_Source document_:
Let 1000 RAE Metric Flowers Bloom: Avoid Matthew Effect as Self-Fulfilling Prophecy

From: Stevan Harnad <harnad_at_ecs.soton.ac.uk>
Date: Wed, 21 Jun 2006 12:10:32 +0100

Comment on:

    UK plans research funding overhaul
    by Stephen Pinfield
    The Scientist, Wednesday 21 June, 2006
    http://www.the-scientist.com/news/display/23683/

-----------------------------------------------------------------------
    Let 1000 RAE Metric Flowers Bloom:
    Avoid Matthew Effect as Self-Fulfilling Prophecy

    by Stevan Harnad

The conversion of the UK Research Assessment Exercise (RAE) from the
present costly, wasteful exercise to time-saving and cost-efficient
metrics is welcome and overdue, but the worrying thing is that
the RAE planners currently seem to be focused on just one metric --
prior research funding -- instead of the full and rich spectrum of new
(and old) metrics that will become available in an Open Access world,
with all the research performance data digitally available online
for analysis and use.

Mechanically basing the future RAE rankings exclusively on prior funding
would just generate a Matthew Effect (making the rich richer and the
poor poorer), a self-fulfilling prophecy that is simply equivalent to
increasing the amount given to those who were previously funded (and
scrapping the RAE altogether, as a separate, semi-independent performance
evaluator and funding source).

What the RAE *should* be planning to do is to look at weighted
combinations of all available research performance metrics -- including
the many that are correlated, but not so tightly correlated, with prior
RAE rankings, such as author/article/book citation counts, article
download counts, co-citations (co-cited with and co-cited by, weighted
with the citation weight of the co-citer/co-citee), endogamy/exogamy
metrics (citations by self or collaborators versus others, within
and across disciplines), hub/authority counts (in-cites and out-cites,
weighted recursively by the citation's own in-cite and out-cite counts),
download and citation growth rates, semantic-web correlates, etc.

_Record extracts_:
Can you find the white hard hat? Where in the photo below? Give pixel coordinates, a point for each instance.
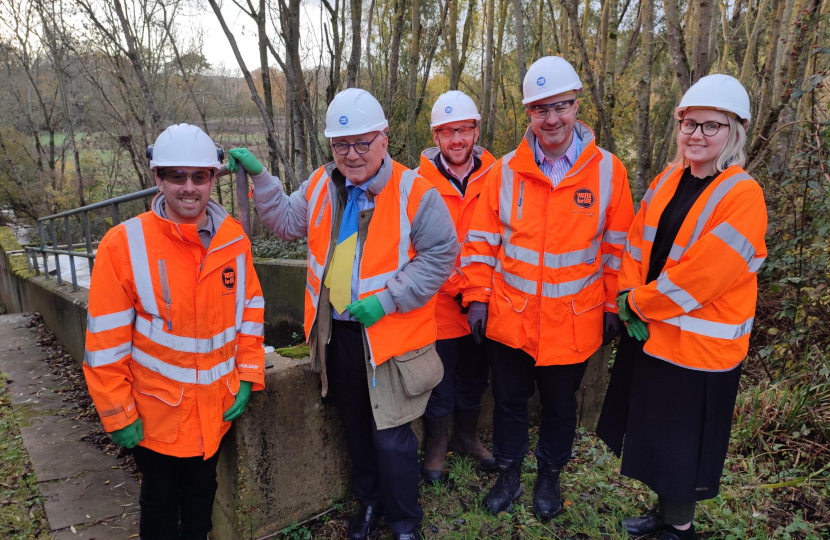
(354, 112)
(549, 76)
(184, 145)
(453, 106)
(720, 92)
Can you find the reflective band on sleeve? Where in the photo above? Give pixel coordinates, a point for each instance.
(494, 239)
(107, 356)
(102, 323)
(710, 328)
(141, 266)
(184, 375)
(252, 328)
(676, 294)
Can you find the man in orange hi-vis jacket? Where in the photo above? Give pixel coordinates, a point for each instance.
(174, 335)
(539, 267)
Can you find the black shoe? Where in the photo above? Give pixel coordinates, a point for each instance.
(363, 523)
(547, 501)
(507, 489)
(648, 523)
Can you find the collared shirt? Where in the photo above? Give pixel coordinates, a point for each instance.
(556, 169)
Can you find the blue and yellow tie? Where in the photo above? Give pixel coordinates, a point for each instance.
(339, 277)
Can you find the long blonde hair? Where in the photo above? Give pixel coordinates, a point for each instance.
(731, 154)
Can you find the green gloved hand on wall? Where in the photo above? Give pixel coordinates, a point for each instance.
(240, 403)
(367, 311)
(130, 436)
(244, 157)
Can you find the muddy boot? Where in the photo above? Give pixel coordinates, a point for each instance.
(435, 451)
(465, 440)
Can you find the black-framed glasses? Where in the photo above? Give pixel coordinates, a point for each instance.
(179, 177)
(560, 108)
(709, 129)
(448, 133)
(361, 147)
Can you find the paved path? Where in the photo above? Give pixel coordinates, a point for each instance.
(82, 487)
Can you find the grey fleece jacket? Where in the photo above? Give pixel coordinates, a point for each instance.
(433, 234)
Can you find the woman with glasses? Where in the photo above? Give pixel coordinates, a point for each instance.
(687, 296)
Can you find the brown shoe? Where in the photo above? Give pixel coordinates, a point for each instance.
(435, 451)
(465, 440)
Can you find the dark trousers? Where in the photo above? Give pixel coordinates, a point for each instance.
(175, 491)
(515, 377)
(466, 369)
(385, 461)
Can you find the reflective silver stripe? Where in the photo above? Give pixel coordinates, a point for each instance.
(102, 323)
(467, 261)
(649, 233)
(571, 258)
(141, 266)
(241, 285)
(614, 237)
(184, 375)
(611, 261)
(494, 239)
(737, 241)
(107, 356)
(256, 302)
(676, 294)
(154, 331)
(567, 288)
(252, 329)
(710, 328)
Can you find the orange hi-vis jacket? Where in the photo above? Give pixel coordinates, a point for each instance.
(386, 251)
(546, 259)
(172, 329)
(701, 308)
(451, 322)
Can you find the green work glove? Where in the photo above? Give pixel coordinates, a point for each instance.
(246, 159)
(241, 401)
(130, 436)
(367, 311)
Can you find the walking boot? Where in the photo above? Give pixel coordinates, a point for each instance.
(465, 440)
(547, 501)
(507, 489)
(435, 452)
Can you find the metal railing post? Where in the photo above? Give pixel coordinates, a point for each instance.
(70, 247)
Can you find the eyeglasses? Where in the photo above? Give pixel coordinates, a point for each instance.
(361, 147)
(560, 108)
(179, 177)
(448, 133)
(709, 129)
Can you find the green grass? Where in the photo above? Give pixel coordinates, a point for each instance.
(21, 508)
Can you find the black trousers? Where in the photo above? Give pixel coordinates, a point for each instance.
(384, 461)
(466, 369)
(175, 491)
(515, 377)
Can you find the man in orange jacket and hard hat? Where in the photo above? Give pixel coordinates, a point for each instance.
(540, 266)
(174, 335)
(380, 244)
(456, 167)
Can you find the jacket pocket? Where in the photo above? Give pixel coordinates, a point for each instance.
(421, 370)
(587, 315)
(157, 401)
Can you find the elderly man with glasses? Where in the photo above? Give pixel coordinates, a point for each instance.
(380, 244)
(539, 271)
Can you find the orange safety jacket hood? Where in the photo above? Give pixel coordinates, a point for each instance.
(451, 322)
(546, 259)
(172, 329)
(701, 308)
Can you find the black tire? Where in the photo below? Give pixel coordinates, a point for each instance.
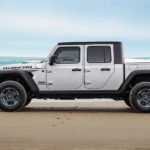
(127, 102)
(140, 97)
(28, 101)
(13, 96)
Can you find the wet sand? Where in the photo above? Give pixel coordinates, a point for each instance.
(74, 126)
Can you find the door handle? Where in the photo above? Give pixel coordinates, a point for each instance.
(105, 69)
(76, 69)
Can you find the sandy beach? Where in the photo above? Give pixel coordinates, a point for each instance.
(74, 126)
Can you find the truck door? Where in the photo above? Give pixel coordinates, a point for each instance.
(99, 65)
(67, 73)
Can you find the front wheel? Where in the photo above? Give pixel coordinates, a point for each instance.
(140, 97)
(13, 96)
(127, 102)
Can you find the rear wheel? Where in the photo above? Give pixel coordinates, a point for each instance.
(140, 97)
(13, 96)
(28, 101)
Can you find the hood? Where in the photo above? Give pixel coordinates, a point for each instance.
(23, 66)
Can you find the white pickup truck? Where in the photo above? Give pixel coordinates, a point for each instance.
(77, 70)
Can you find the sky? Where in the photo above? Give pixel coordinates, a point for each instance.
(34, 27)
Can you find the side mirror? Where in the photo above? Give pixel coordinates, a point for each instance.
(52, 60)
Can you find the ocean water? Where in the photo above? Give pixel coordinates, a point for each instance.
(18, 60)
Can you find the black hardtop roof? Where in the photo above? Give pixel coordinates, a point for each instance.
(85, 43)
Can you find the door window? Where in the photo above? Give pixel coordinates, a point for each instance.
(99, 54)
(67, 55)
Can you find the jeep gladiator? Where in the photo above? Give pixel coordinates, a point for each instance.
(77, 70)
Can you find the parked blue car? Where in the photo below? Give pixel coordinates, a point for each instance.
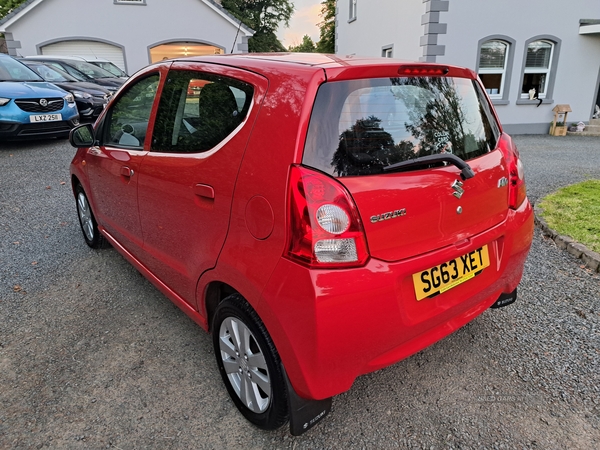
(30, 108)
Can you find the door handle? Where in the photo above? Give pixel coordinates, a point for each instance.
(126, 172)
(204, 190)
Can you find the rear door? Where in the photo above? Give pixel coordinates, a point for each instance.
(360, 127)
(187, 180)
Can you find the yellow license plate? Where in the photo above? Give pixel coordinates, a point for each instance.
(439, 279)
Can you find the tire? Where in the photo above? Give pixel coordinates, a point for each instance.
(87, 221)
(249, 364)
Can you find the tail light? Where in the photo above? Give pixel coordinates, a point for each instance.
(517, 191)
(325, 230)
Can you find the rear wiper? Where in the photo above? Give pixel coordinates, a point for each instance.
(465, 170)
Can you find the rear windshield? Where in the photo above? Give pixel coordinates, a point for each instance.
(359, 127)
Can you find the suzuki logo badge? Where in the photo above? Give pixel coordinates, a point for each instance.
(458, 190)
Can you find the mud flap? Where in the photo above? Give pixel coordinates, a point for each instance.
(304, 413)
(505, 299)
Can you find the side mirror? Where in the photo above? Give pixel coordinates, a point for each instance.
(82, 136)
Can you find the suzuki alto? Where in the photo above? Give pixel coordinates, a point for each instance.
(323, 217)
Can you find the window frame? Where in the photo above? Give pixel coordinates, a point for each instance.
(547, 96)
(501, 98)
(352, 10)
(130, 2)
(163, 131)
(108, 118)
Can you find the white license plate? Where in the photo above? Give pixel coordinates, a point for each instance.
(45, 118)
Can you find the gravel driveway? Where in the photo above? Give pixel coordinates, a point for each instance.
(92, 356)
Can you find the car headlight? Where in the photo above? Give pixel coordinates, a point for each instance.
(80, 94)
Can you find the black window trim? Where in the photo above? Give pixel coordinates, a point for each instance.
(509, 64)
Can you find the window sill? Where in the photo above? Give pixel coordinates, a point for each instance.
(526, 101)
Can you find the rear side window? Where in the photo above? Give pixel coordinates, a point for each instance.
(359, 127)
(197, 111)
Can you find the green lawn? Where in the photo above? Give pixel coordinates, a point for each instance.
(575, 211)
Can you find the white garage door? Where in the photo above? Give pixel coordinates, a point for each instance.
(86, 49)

==

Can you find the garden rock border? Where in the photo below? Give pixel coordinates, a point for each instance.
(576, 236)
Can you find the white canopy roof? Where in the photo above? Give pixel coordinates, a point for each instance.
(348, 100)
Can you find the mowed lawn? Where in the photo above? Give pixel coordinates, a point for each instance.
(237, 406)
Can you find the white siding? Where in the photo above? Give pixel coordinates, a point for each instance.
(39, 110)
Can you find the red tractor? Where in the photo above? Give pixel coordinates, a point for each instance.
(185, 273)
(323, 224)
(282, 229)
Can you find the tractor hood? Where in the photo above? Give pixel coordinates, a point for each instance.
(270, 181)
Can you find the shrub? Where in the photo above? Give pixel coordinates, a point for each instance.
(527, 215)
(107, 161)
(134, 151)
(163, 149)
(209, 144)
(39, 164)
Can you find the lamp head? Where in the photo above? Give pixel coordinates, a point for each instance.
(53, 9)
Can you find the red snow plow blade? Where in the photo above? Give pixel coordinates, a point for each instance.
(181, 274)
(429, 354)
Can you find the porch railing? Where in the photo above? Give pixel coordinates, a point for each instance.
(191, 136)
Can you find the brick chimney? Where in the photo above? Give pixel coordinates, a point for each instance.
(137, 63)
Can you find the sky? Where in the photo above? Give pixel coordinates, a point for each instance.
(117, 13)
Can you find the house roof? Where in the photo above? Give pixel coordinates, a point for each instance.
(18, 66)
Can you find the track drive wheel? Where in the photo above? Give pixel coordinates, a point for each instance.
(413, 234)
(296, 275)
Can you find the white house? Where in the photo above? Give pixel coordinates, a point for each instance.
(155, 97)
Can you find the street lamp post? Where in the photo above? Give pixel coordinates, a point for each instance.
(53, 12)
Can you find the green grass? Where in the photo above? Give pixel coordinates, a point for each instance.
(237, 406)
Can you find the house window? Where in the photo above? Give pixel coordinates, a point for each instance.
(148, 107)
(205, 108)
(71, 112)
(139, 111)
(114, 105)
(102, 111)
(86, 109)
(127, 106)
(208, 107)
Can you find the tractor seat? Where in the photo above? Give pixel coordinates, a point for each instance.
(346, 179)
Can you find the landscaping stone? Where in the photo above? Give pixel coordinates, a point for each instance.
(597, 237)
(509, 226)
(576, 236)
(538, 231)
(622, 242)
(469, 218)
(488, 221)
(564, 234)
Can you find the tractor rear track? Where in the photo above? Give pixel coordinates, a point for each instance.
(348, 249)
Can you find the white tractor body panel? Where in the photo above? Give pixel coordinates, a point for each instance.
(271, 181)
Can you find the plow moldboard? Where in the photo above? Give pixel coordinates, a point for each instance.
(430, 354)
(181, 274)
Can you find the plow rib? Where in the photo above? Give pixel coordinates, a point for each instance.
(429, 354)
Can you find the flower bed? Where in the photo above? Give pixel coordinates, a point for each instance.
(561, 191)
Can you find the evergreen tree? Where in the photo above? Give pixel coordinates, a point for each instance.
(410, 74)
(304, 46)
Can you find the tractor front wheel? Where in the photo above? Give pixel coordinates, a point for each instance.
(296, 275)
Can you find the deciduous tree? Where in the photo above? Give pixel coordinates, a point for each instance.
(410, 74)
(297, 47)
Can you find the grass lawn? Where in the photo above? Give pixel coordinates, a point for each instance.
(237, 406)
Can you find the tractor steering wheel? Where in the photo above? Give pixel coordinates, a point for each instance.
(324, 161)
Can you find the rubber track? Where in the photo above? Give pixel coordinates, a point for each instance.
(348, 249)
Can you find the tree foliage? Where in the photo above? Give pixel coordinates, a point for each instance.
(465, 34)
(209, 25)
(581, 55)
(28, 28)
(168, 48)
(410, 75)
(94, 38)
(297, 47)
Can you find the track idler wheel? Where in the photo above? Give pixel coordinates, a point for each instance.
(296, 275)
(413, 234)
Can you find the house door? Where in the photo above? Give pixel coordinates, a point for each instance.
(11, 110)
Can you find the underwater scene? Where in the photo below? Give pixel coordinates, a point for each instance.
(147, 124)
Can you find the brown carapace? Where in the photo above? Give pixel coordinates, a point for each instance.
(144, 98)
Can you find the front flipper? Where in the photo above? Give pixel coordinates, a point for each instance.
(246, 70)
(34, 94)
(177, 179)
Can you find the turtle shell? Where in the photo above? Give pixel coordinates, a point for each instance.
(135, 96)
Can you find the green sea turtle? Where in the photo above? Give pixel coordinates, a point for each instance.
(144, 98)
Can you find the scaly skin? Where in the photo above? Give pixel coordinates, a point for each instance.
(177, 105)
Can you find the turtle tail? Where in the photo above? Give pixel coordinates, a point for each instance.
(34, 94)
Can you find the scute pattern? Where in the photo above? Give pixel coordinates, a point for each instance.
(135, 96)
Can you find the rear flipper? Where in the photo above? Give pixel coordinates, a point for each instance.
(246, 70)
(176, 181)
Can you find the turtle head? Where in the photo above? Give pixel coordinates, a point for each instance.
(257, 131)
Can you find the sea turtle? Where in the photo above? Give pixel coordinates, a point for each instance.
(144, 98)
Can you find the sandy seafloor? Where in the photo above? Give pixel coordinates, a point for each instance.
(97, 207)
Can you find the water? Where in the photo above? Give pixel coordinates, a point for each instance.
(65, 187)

_Exercise aim_:
Reproduce word for word the stretch of the post on RAE metrics from "The conversion of" through "analysis and use.".

_Result of this task_:
The conversion of the UK Research Assessment Exercise (RAE) from the
present costly, wasteful exercise to time-saving and cost-efficient
metrics is welcome and overdue, but the worrying thing is that
the RAE planners currently seem to be focused on just one metric --
prior research funding -- instead of the full and rich spectrum of new
(and old) metrics that will become available in an Open Access world,
with all the research performance data digitally available online
for analysis and use.